> **Supplied material**:
☆ ☆ ☆ ☆ ☆

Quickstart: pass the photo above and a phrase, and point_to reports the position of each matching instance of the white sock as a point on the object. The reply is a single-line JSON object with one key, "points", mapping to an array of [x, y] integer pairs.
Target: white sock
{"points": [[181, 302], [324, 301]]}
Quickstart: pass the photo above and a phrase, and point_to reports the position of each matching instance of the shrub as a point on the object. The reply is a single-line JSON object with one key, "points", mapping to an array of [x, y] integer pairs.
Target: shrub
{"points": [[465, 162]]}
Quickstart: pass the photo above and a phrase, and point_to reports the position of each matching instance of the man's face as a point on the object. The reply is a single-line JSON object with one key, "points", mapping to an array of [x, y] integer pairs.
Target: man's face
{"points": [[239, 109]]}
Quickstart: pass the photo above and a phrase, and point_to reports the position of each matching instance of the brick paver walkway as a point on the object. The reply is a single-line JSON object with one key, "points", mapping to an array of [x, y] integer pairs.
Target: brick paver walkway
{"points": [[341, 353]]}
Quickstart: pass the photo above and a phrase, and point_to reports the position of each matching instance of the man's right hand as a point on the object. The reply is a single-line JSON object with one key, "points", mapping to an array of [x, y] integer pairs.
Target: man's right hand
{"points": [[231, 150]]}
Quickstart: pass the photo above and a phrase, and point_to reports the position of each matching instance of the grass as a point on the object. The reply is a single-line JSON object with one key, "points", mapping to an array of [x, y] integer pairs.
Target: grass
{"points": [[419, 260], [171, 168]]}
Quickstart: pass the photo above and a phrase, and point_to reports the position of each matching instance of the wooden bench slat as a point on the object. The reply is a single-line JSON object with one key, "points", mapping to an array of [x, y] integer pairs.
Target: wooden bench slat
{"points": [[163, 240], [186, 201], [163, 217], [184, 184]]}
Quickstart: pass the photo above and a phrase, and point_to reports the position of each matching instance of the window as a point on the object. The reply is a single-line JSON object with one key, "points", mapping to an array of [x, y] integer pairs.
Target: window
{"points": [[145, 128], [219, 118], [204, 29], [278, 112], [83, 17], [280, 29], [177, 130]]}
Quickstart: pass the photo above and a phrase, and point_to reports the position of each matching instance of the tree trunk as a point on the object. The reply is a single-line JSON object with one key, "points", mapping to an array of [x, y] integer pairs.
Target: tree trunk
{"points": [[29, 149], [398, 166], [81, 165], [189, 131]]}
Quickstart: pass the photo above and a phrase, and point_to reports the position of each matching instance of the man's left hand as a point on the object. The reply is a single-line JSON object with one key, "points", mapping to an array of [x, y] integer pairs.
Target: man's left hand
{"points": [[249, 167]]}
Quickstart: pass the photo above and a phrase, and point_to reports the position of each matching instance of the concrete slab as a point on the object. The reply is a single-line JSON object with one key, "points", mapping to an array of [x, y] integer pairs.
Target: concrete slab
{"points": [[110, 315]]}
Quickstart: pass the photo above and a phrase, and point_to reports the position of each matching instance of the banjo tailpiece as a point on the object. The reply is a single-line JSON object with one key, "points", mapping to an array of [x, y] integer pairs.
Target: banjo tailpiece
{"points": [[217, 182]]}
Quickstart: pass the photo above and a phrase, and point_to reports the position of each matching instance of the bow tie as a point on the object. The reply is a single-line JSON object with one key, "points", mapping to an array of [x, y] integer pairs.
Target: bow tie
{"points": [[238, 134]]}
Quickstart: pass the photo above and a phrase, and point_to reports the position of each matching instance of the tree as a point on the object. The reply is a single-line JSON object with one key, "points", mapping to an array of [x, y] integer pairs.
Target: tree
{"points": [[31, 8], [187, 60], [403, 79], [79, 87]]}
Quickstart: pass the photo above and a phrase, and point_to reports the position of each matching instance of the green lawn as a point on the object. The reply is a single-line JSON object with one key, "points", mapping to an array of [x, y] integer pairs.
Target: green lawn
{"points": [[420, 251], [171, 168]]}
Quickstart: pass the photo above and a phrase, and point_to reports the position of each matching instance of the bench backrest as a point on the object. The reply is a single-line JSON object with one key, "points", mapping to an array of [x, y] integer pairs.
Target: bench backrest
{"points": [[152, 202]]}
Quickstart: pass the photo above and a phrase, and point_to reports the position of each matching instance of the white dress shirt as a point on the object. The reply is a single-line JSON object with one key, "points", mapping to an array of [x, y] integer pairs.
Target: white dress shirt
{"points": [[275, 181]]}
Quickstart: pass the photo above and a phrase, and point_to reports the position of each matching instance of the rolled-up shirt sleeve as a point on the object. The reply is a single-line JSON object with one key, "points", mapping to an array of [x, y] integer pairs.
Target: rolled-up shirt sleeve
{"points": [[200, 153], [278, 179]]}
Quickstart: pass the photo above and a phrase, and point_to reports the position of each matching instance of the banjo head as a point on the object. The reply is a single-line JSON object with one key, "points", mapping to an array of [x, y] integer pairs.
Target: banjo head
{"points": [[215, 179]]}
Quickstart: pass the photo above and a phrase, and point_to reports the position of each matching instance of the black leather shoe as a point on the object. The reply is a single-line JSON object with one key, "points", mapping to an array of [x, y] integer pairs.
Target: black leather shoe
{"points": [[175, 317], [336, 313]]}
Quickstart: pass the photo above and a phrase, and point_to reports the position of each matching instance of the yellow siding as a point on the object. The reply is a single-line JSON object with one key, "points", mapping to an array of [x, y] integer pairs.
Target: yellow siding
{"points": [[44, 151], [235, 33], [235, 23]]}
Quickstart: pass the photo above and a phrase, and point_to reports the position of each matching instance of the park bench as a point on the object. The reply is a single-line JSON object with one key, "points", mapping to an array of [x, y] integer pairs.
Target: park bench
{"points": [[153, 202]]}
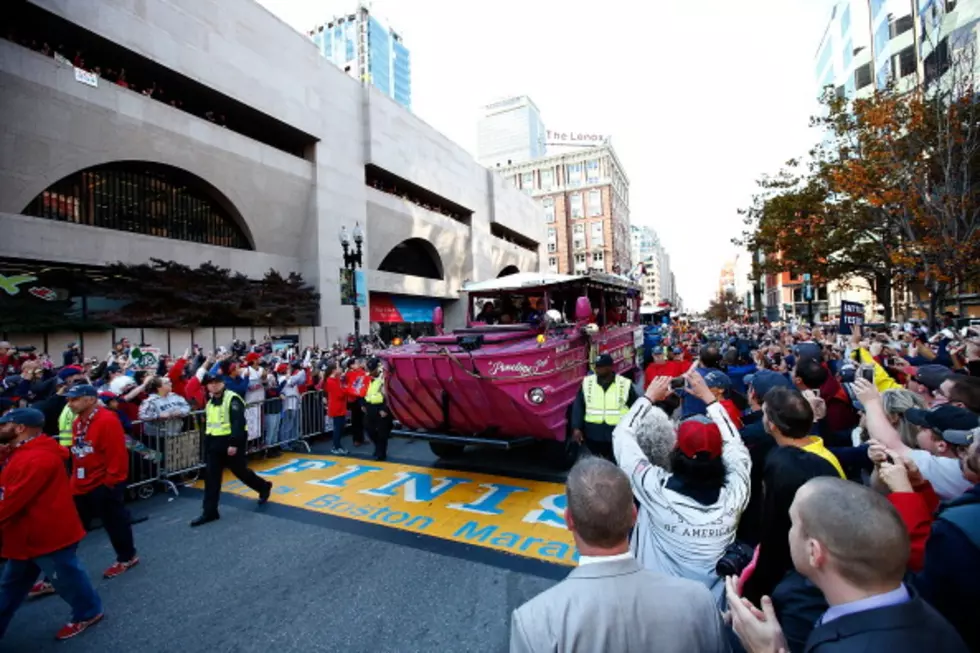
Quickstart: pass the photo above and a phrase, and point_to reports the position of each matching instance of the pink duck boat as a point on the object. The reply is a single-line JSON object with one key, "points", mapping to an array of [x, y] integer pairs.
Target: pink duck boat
{"points": [[510, 377]]}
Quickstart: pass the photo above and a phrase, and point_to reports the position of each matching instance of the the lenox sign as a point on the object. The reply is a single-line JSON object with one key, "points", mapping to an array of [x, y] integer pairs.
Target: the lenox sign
{"points": [[574, 138]]}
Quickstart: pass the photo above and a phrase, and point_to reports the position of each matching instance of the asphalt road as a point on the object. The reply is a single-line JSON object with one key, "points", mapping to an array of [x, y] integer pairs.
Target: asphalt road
{"points": [[284, 579]]}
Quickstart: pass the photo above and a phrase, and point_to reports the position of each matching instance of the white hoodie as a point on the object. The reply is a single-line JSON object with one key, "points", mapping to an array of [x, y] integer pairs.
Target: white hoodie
{"points": [[675, 534]]}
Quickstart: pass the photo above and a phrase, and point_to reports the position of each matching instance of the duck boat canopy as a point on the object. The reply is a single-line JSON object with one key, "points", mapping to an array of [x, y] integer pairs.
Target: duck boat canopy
{"points": [[511, 375]]}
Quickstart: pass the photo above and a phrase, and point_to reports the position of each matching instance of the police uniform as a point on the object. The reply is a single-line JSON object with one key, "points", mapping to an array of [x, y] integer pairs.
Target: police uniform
{"points": [[599, 407], [379, 420], [226, 426]]}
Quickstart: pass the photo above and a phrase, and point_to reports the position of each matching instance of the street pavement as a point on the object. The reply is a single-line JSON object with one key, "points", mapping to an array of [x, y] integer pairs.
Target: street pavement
{"points": [[282, 578]]}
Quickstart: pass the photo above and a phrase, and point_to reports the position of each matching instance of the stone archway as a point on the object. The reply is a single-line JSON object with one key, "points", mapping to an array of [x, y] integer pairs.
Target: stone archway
{"points": [[416, 257]]}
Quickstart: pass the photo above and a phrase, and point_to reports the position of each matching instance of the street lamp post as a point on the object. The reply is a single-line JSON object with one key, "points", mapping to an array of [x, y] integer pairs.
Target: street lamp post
{"points": [[352, 261]]}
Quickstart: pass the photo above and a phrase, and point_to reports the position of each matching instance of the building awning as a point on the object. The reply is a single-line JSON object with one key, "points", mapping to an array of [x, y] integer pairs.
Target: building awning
{"points": [[402, 308]]}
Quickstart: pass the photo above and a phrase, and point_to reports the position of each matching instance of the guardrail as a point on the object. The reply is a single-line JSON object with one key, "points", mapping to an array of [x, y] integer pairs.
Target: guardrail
{"points": [[170, 452]]}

☆ ☆ ☆ ☆ ☆

> **Do this**: Reproduce verbatim the lines from the one containing "of the guardrail" through the last line, both included, and nothing else.

> **Response to this exercise**:
Quickstart: pass the photo above and a phrase, and point_to reports the position of each matching instance of the guardrail as a point on the object. The reply is a single-line JSON object with one key, "points", mapping to an array of [x, y] integer pairs.
Target: guardrail
{"points": [[170, 452]]}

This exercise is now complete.